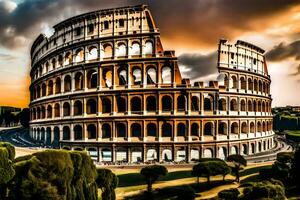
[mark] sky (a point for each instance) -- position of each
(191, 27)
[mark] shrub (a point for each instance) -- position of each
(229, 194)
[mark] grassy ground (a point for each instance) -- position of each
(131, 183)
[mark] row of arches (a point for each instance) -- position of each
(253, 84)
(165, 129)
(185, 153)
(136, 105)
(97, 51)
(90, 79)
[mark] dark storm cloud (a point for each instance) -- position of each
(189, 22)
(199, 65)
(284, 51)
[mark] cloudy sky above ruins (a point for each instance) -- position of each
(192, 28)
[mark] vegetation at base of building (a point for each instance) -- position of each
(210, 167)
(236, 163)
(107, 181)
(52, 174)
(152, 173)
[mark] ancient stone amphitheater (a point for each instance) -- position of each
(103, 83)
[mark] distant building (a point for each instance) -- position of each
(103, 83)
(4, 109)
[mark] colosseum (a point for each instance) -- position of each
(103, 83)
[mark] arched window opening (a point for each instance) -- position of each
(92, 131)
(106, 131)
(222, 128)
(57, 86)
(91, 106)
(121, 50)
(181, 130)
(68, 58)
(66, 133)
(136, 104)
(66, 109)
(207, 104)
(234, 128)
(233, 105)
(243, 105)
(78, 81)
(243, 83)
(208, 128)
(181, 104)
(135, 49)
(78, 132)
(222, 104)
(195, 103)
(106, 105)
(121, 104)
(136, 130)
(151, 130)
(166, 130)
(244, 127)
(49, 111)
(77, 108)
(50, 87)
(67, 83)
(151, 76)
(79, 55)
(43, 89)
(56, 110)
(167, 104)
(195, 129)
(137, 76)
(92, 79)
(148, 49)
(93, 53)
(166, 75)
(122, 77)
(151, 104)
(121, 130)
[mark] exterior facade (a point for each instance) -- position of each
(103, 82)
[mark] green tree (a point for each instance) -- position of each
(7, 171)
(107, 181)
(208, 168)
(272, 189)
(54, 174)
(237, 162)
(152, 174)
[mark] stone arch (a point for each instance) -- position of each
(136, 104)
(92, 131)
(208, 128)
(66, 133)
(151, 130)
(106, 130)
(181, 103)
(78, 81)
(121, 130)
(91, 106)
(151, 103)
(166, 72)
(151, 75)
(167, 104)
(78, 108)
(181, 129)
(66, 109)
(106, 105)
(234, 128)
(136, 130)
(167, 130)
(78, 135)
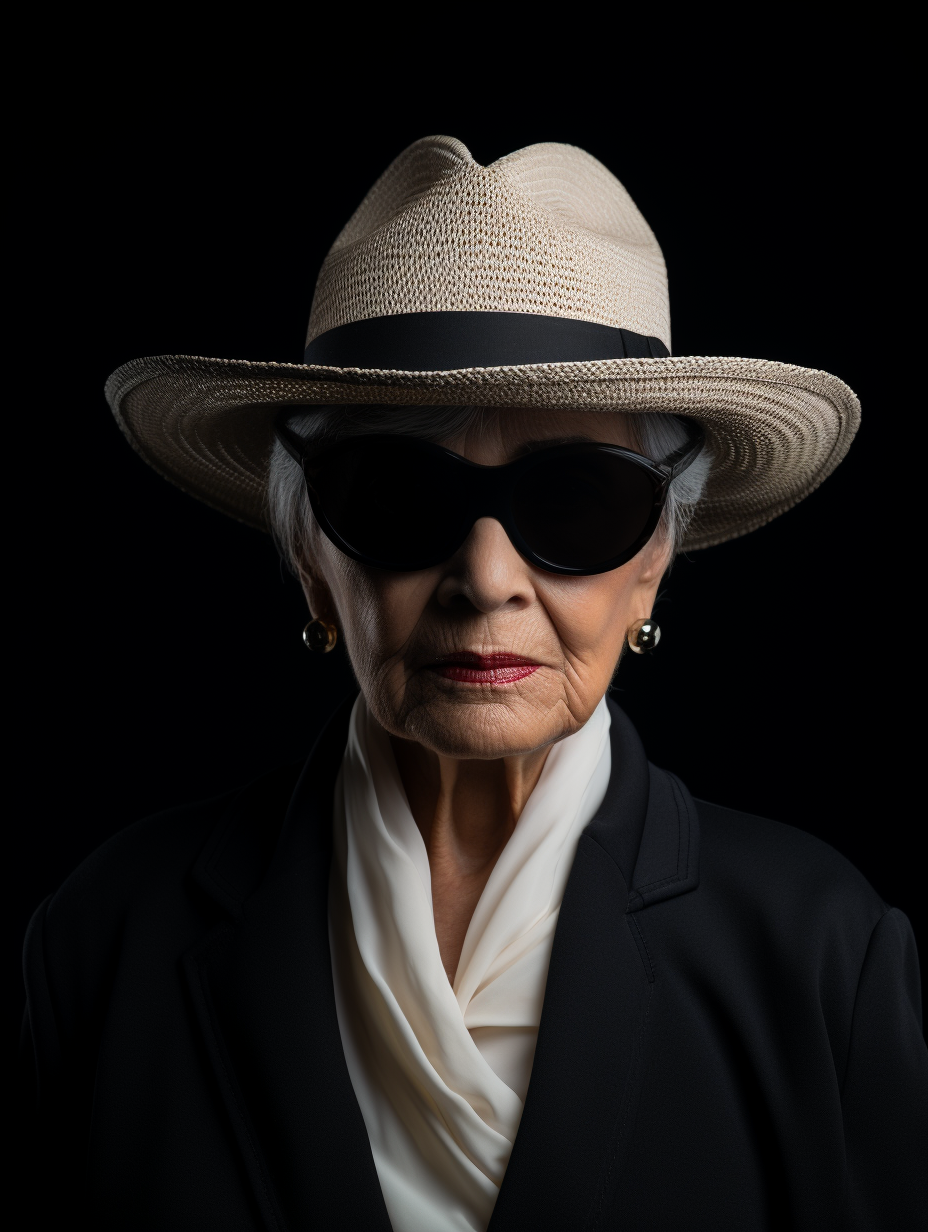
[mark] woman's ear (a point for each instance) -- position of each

____

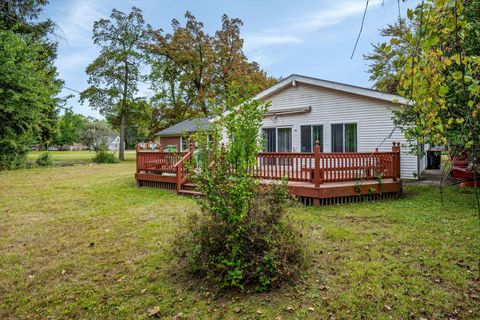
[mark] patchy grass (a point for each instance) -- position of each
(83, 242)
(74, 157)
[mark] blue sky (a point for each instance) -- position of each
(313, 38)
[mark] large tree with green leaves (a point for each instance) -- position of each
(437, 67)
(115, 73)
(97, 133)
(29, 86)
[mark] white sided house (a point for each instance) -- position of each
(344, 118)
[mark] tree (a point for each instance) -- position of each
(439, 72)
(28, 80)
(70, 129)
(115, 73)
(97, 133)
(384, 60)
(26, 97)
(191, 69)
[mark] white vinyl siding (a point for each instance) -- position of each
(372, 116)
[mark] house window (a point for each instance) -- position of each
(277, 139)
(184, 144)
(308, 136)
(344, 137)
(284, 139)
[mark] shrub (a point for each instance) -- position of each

____

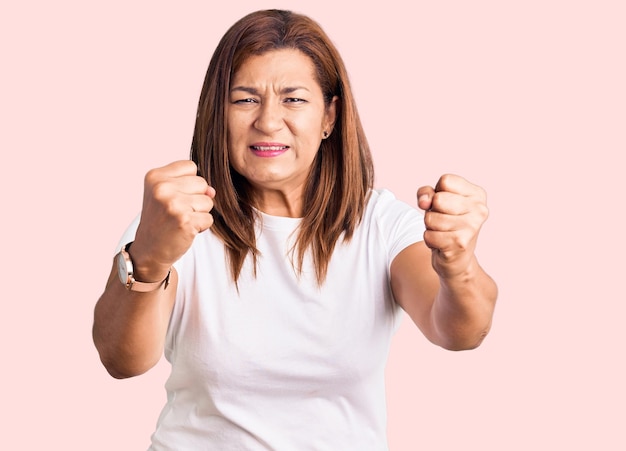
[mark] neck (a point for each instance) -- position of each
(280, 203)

____

For the data above, set down exactly the lines from the line with "[mark] green tree" to the line with "[mark] woman's ear", both included, leaving pictures out.

[mark] green tree (a point for each instance) -- position of each
(7, 171)
(107, 181)
(208, 168)
(272, 189)
(54, 174)
(237, 162)
(152, 174)
[mark] stone arch (a point for each instance) -- position of each
(136, 104)
(92, 131)
(208, 128)
(66, 133)
(151, 130)
(106, 130)
(181, 103)
(78, 81)
(121, 130)
(91, 106)
(151, 103)
(166, 72)
(151, 75)
(167, 104)
(78, 108)
(181, 129)
(66, 109)
(106, 105)
(234, 128)
(136, 130)
(167, 130)
(78, 135)
[mark] woman's ear (a point for each instance) -- position of each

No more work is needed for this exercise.